What to produce:
Copy the entries word for word. Keep the pictures out.
[Opening Data in this exercise section]
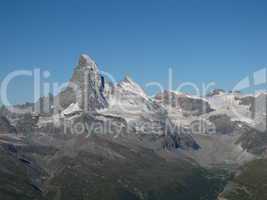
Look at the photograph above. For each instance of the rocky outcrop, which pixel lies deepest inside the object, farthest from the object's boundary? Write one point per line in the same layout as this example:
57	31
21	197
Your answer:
184	103
86	87
6	127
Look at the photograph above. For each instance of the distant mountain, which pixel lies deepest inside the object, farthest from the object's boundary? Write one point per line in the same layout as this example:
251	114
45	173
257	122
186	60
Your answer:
102	140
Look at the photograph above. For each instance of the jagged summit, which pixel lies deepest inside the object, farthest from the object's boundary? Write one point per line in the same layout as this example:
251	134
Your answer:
86	60
86	86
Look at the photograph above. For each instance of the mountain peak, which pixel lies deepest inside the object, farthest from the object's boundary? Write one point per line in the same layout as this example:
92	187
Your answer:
86	60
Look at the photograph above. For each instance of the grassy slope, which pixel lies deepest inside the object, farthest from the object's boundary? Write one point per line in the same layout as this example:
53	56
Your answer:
251	184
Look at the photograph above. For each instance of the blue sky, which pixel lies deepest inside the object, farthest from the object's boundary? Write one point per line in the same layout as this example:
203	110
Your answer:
203	41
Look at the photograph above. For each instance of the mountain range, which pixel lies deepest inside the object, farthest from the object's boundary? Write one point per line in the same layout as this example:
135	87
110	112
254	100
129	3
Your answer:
102	140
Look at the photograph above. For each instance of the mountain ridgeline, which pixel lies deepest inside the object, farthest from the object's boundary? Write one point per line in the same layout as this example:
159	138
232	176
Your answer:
100	140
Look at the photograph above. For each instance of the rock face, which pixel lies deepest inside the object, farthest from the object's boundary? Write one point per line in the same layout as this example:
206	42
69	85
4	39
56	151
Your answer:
86	87
6	127
184	103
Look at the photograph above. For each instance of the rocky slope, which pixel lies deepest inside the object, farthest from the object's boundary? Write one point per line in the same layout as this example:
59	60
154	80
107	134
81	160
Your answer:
99	140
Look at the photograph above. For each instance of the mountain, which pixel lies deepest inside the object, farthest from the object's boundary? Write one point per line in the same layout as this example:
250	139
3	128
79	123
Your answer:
102	140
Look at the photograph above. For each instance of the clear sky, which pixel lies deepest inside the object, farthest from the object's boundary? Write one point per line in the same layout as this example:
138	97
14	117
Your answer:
202	40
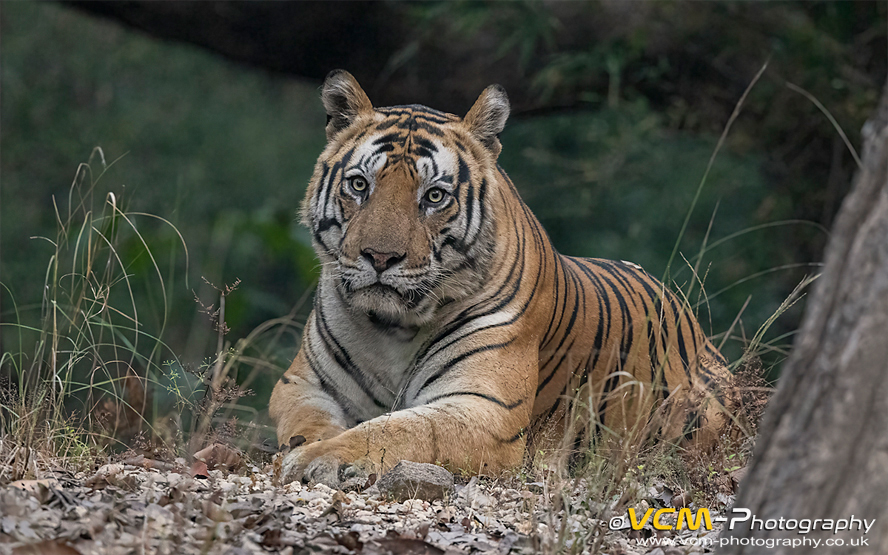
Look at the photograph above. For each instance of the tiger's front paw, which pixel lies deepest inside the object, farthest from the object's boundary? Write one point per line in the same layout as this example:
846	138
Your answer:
319	463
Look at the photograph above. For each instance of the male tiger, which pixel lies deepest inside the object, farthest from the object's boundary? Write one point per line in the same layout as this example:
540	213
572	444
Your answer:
445	325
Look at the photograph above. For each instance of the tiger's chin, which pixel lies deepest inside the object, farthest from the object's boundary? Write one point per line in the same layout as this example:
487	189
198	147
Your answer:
388	309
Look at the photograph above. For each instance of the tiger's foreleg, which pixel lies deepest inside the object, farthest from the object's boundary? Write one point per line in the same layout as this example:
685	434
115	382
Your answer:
463	424
304	413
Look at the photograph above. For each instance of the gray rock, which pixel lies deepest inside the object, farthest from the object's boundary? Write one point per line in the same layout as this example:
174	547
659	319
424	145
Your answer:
410	480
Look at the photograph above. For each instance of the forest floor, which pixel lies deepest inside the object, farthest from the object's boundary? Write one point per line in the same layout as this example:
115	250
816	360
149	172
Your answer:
123	509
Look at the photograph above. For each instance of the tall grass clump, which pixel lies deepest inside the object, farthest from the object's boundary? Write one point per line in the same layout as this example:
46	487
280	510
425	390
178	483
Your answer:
90	370
93	338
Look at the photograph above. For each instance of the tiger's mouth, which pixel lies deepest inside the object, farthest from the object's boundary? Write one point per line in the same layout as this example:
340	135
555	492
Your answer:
394	304
408	297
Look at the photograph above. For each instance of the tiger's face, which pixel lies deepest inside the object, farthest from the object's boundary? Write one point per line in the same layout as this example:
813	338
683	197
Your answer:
401	201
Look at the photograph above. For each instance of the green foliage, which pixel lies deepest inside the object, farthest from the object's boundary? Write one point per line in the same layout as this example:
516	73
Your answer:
222	153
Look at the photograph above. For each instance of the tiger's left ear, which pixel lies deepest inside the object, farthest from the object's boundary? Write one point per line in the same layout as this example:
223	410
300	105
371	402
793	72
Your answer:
487	118
344	100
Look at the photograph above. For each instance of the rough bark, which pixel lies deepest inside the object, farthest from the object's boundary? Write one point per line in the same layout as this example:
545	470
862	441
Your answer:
823	447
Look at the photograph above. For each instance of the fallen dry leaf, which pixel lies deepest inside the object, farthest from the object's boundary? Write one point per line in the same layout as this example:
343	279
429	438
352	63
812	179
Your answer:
218	456
49	547
199	470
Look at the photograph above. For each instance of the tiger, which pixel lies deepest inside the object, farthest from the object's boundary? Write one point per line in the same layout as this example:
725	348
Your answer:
446	328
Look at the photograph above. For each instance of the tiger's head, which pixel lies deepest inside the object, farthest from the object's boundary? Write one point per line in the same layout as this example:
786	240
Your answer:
402	200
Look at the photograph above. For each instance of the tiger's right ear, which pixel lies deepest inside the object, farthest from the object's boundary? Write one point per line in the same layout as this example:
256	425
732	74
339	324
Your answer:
344	100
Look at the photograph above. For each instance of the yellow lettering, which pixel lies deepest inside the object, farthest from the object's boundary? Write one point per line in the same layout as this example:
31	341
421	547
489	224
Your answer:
694	524
636	525
657	525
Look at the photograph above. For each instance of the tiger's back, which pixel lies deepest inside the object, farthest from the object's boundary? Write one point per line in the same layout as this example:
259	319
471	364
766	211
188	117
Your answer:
446	327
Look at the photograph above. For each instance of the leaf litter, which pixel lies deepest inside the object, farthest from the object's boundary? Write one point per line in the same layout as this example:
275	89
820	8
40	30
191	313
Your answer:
124	509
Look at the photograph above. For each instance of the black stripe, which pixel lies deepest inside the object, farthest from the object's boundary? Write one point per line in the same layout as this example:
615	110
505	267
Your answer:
453	362
490	398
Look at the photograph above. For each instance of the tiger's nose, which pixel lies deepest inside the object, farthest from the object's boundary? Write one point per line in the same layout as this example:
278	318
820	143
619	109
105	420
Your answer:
382	261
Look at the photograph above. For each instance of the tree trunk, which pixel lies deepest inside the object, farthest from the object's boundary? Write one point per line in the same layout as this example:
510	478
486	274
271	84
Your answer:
823	447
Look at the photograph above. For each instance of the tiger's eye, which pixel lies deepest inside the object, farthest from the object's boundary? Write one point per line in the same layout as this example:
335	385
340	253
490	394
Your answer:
358	184
435	196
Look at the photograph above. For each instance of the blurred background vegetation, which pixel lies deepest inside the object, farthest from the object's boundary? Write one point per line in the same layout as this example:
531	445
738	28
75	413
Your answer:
208	117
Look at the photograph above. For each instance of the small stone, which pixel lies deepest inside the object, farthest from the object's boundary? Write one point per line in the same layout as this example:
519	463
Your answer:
410	480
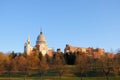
[Closing Data in this exercise section]
Result of this exercise:
Look at the photograph above. For each instance of the rocky outcrop, which pixel lies deepest inside the object, farthest from the object's boundary? Write one point per line in the same layout as this example:
57	31
21	197
Your answer:
184	103
86	87
6	127
Look at the photograph above. For each instance of the distant mountain, which pixel lies deepest inside the object, farthest from the object's boundary? Write one point per line in the same layout as this example:
251	114
45	173
257	122
186	60
Your answer:
102	140
Look at the photograph above. For each instance of the jagged summit, which pixel lies deepest inside the object, farthest from the object's boundary? Write one point per line in the same layout as this example:
251	134
Your answer:
86	60
86	86
Look at the photograph above. For each instance of the mountain peak, which pixel lies deepest inside the object, farthest from the object's boundary? Write one point per line in the same layout as this example:
92	187
Your answer:
86	60
Look at the photograph above. For each instance of the grassy slope, which pixel lies deepest inside the object, farthest from the object's boundary? Write one point per line in the same layout as this example:
53	56
Your answer:
251	184
Look at the photograph above. For each instance of the blue sky, which pixel lies deepest inside the object, farthest from the object's boundary? Write one point per line in the same layout as this example:
203	110
Your answer:
203	41
Look at the photograph above. For each instance of the mountain range, which pixel lies deepest inside the object, farthest from the object's boundary? Write one point per line in the same layout as this example:
135	87
110	112
254	100
129	3
Your answer:
102	140
Look at the photograph above. For each instance of the mountain ridgeline, which pixel lies deepest inside the object, farthest from the object's boundary? Write one point per line in the same layout as this example:
159	138
232	176
Your answer:
100	140
Look at the photograph above. For each instance of the rock face, which pixel lies deepest inside the object, farthest from the object's boundary? Write one point per line in the same layout as this example:
206	42
69	85
4	39
56	151
Your answer:
86	87
6	127
184	103
Look at the photograph above. For each instance of the rocky slope, which pixel lies deepest inside the object, farthest from the object's boundary? Write one point per line in the same layout as this example:
59	60
154	80
107	134
81	160
Your answer:
99	140
Look at the photograph above. For each instance of the mountain, which pixel lies deepest inside the object, farthest from the object's boundary? Write one point per line in the same layout as this example:
250	139
3	128
79	123
Your answer:
102	140
Look at the photograph above. For each instance of the clear sky, which pixel lies deepest inside the object, farthest from the object's boundary? Write one point per line in the same layout as this example:
138	97
14	117
Your answer:
202	40
Look at the photograph above. For each instance of the tiger's front paw, which pixel lies deepest inside the object, farthest from the object's boundary? Write one point per line in the same layout as this example:
846	138
Your answer:
319	463
Look at the photograph above. For each instance of the male tiger, which pixel lies deepest inside the object, farthest from the object's boundary? Write one point per line in the same layout as this example:
540	213
572	444
Your answer:
445	325
Look at the photograph above. For each instance of the tiger's chin, which pixel lies deepest inside the object, farthest from the object's boundary? Write one point per line in the same layout as this example:
487	189
198	147
Your answer:
388	309
Look at the photograph above. For each instance of the tiger's foreleg, which pixel lies deepest inside the object, farthest from the object's boundary? Write one point per line in the same layout as this example:
685	434
115	382
Your answer:
463	424
304	413
Look at the photograph above. For each instance of the gray rock, which pixel lies deepest inside the object, farthest from the object's boundary? Write one point per line in the same layout as this example:
174	547
659	319
424	145
Your answer:
410	480
Look at the photograph above. For each instance of the forest floor, which pixel lies deepest inside the object, farthest from the object's boundary? Write one point per line in the same layout as this example:
115	250
816	360
149	172
Your answer:
123	509
Look at the photograph above. For each instance of the tall grass clump, which pixel lies deepest inside the object, farthest from the object's boundary? Write one point per line in the same layout as this example:
46	487
280	510
425	390
178	483
Your answer:
90	370
93	338
Look at the photograph above. For each instance of the tiger's mouth, which pixel lies deepest inside the object, farthest from the object's boundary? Write one point per line in the same layout as this example:
340	135
555	492
Your answer:
394	304
408	297
Look at the photograph above. For each instance of the tiger's face, which pixel lies deepest inside the object, farthest from the object's boundary? Write one point per line in the same layout as this example:
813	338
683	197
Your answer:
401	201
Look at the photograph above. For each instance of the green foliage, which pixel lies deepest inside the object, farthest from the object's boundary? Write one point per line in the same layout as this example:
516	73
Your answer:
222	153
Look at the photograph above. For each instance of the tiger's left ear, which pixel lies deepest inside the object, farthest from the object's boundary? Write one point per line in the same layout as this example:
223	410
300	105
371	402
793	72
Your answer:
487	118
344	100
Look at the photograph above. For each instance of the rough bark, which pixel lies deepest inside the object, farthest from the object's boundary? Write one point per line in the same layout as this example:
545	470
862	441
Your answer:
823	447
Look at the photograph above. For each instance of the fallen dry leaf, which pixel lies deepest inside the object, farthest from the object's boundary? Write one point per line in the same layout as this example:
343	279
429	438
352	63
812	179
Your answer:
218	456
49	547
199	470
Look at the photograph above. For each instance of the tiger, which pixel lies deepest inside the object, farthest from the object's boundary? Write one point per line in the same layout as this example:
725	348
Your answer:
446	328
Look at the photograph above. For each instance of the tiger's head, which pixel lies deepest inside the object, farthest from the object's boundary? Write one point per line in the same layout as this example:
786	240
Your answer:
402	200
Look at the photograph above. For each instance of the tiger's right ear, which pixel lies deepest inside the object, farthest from the object's boundary? Write one point per line in the same layout as this example:
256	425
732	74
339	324
Your answer:
344	100
Look at the photograph above. For each instance of the yellow lettering, which pixel lies deepest inside the object, farthest from the object's boundary? Write one point per line in the same layout as this example:
31	341
421	547
489	224
Your answer:
694	524
636	525
657	525
Look at the photograph above. For each instance of the tiger's back, which pixel lies deepest inside the object, farthest from the object's boundary? Write one point per line in the same layout as this example:
259	319
471	364
766	211
188	117
Your answer:
446	327
Look at the photograph above. For each instance of the leaf litter, which pixel lies deepest inside the object, farthest from the object's boundary? Write one point per line in the same layout as this example:
275	89
820	8
40	30
191	313
Your answer:
124	509
Look at the photograph above. For each instance of the black stripe, which pixel lies deepest inside the object, farthest from the object's boundary? Write one point per line in the same layout as this example:
615	110
505	267
Your answer:
453	362
490	398
Look at the photograph above. For each instance of the tiger's nose, which pixel lies deepest inside the object, farthest from the object's boundary? Write one point per line in the same layout as this example:
278	318
820	143
619	109
105	420
Your answer:
382	261
Look at the photograph above. For each instance of the tree trunk, which pixel lies deepest inside the object, farthest from the object's boundary? Write one point per line in the same layout as this example:
510	478
486	274
271	84
Your answer:
823	447
Look at the photograph above. For each instance of the tiger's eye, which pixel lies deepest inside the object, farthest from the object's boundary? Write one point per line in the same layout as this example:
335	385
340	253
490	394
Your answer:
358	184
435	196
Look at the photograph above. For each instance of the blurred background vegetation, which pixel lies deepest inside the object, farthest from the object's boundary? Write one point per line in the same layout as this example:
531	445
738	28
75	413
Your answer:
208	117
Look at the photograph above. For each instance of the small stone, which pixel lies deepest inside the object, farthest from the object's boundary? Write one point per line in the same layout as this example:
519	463
Your answer:
410	480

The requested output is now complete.